Capital Gains Tax: Bad for Crypto, Good For Metals?
Fears surrounding a proposed capital gains tax increase have worsened the ongoing sell-off in the cryptocurrency market. The new tax would apply to returns on assets held in taxable accounts sold after more than a year… Which would not apply to precious metals. LikeFolio data shows a sustained increase in retail investors talking about purchasing gold, silver, and platinum. Precious metal Investment Mentions are holding near an all-time-high, +36% YoY on a 90-day moving average and more than +100% higher than the levels seen in 2019.
It’s worth mentioning that physical holdings of precious metals are classified as “collectibles” by the IRS and are subject to a maximum capital gains tax just of 28% (regardless of tax bracket).
Considering President Biden’s new plan could result in +40% gains tax for some individuals, this adds mightily to the appeal of physical bullion holdings for the wealthiest US citizens. Breaking out the PM Investing trend into its individual components, it’s clear to see that one is undervalued in terms of recent Mention growth: Silver (SI=F) Investment Mentions have continued to rise in the wake of the February “silver squeeze,” trending +47% YoY (90-day moving average).
Although they’re still well below those of Gold (GC=F), outstanding industrial demand for silver means that this increased investment demand is putting pressure on extremely limited supply.
This still hasn’t seemed to affect the price—However, silver has a similar market cap to a large cryptocurrency, and moves can happen fast in a tight market.

------------------------------

Restate the part of the capital gains tax text starting with "Capital Gains Tax: Bad" and going on through "of tax bracket).", changing "IRS" to "Internal Revenue Service".

------------------------------

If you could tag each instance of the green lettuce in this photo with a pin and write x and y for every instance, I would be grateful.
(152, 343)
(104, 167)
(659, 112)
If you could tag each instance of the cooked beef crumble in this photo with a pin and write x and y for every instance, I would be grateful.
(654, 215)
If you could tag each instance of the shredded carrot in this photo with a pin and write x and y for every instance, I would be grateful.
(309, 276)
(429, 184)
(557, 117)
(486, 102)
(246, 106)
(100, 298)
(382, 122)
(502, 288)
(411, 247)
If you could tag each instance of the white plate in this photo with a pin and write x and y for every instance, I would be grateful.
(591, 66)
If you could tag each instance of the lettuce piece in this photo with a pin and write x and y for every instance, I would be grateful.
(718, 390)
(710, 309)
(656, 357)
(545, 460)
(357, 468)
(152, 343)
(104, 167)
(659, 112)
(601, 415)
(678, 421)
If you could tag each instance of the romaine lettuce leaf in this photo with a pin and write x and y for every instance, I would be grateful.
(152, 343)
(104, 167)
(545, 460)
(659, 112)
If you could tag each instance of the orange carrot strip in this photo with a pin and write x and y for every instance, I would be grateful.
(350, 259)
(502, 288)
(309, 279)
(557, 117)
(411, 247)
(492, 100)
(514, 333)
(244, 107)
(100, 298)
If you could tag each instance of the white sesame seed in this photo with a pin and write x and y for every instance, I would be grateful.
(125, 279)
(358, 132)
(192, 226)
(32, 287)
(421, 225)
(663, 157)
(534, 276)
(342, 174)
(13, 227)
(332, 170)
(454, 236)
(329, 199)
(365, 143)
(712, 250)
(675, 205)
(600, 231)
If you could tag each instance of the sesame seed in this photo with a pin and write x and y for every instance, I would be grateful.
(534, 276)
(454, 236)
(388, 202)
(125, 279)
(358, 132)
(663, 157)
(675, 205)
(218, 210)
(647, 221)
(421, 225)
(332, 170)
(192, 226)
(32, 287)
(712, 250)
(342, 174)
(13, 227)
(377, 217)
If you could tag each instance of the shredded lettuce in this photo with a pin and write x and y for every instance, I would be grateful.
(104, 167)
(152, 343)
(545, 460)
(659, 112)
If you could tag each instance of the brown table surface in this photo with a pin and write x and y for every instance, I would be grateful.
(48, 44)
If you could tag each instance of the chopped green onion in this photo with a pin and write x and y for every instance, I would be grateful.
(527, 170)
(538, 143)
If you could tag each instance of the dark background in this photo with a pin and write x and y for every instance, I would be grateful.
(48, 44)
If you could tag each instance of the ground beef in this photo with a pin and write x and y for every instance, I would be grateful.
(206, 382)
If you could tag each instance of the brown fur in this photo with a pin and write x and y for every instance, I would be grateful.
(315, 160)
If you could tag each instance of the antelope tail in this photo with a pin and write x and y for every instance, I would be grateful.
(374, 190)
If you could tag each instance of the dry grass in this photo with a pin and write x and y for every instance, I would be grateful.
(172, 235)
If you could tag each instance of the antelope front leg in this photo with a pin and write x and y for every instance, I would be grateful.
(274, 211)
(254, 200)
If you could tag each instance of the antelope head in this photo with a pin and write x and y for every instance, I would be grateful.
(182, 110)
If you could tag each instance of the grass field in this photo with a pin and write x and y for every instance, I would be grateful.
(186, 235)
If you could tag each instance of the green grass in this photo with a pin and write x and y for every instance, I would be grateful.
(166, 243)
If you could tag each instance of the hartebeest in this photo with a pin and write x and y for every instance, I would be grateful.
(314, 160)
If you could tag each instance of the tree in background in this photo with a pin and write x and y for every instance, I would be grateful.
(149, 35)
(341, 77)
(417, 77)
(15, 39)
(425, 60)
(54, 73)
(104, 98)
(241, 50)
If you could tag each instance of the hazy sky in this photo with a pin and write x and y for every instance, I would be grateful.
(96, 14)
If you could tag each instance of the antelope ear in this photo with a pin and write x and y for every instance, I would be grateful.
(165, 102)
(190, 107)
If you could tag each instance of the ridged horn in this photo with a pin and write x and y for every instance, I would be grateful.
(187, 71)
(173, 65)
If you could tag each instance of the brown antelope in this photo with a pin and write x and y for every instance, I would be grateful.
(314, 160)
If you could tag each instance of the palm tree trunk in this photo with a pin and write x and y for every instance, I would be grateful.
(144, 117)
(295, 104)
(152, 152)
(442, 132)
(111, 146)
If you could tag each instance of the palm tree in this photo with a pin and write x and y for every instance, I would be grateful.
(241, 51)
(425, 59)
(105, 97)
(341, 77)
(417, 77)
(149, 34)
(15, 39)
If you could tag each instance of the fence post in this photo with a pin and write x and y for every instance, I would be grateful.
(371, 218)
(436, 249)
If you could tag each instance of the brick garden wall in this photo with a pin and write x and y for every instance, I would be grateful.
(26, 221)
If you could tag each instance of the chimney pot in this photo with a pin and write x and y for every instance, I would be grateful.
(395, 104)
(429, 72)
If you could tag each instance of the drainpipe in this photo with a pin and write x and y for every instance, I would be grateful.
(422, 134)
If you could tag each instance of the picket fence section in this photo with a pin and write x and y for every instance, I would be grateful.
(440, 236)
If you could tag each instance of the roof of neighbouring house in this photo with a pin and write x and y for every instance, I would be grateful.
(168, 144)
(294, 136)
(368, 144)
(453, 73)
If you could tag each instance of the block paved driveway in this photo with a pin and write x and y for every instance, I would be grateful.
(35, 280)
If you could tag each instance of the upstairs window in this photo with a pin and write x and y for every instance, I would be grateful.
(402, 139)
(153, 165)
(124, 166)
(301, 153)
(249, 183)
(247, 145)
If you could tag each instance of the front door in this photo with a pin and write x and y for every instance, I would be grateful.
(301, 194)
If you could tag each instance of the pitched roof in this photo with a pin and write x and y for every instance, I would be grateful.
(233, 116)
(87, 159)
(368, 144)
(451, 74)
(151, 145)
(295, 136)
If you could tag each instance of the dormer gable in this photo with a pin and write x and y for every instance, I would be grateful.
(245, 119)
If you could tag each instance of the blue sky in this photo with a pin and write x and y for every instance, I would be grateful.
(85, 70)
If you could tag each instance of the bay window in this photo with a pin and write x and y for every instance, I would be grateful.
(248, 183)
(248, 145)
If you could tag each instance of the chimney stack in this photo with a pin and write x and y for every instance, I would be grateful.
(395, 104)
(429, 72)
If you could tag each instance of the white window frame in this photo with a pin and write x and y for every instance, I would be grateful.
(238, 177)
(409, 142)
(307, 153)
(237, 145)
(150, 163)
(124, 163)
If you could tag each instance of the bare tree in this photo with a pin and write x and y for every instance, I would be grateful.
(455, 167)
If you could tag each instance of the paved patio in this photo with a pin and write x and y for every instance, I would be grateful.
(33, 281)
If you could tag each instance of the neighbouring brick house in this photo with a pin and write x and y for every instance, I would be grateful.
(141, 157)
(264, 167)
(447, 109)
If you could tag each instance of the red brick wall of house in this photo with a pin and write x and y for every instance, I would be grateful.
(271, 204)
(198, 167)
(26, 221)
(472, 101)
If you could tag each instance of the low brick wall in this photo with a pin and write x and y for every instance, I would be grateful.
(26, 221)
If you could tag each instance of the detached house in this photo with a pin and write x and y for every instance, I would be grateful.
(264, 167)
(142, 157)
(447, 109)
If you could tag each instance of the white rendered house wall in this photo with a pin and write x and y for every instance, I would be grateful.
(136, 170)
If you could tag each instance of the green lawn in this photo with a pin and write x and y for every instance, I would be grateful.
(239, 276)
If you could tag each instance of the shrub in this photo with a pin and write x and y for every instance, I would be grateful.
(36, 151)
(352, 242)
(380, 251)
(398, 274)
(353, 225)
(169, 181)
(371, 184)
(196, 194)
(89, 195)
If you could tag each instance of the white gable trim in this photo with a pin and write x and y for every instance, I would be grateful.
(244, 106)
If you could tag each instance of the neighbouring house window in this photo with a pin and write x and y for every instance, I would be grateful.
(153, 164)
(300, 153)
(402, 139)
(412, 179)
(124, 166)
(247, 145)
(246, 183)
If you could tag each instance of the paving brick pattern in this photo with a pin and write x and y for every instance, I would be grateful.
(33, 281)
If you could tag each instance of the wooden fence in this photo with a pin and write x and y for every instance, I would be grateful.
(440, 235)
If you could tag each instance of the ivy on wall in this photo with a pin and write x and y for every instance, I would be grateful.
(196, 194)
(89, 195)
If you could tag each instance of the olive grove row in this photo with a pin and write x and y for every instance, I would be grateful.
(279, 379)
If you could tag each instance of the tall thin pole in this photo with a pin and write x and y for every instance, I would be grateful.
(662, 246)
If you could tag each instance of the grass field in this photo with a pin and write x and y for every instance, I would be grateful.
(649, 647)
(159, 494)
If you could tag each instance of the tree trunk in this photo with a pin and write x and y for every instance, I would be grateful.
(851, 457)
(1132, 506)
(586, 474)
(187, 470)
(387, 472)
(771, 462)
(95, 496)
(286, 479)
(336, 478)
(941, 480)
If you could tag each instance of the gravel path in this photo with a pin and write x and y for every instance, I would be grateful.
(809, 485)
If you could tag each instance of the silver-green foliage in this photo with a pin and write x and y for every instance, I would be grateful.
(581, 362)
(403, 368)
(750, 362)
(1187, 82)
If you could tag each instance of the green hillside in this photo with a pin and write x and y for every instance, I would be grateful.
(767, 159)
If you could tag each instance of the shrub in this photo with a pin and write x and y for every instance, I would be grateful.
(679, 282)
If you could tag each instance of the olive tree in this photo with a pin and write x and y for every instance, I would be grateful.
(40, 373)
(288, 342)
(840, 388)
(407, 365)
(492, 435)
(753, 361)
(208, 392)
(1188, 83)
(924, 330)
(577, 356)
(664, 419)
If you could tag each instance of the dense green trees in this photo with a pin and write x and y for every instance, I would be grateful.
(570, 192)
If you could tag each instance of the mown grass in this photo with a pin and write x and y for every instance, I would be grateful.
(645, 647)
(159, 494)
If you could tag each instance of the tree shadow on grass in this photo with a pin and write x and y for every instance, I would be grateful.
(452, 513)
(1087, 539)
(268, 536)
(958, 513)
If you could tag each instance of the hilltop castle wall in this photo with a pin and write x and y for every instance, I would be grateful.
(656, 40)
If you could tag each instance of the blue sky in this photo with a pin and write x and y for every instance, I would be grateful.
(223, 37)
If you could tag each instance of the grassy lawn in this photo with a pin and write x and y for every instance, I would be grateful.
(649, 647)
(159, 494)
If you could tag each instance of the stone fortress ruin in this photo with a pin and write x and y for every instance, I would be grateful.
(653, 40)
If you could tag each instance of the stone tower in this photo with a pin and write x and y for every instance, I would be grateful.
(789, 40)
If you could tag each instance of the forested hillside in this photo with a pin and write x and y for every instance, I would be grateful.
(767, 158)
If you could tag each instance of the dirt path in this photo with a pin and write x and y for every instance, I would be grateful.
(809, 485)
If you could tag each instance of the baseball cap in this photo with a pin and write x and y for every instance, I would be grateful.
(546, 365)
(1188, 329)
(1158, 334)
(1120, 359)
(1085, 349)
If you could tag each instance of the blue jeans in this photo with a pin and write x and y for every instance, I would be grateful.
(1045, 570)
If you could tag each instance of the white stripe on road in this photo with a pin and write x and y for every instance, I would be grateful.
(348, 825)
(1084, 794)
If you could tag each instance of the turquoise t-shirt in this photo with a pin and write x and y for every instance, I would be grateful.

------------------------------

■ ANSWER TO THE PROBLEM:
Capital Gains Tax: Bad for Crypto, Good For Metals?
Fears surrounding a proposed capital gains tax increase have worsened the ongoing sell-off in the cryptocurrency market. The new tax would apply to returns on assets held in taxable accounts sold after more than a year… Which would not apply to precious metals. LikeFolio data shows a sustained increase in retail investors talking about purchasing gold, silver, and platinum. Precious metal Investment Mentions are holding near an all-time-high, +36% YoY on a 90-day moving average and more than +100% higher than the levels seen in 2019.
It’s worth mentioning that physical holdings of precious metals are classified as “collectibles” by the Internal Revenue Service and are subject to a maximum capital gains tax just of 28% (regardless of tax bracket).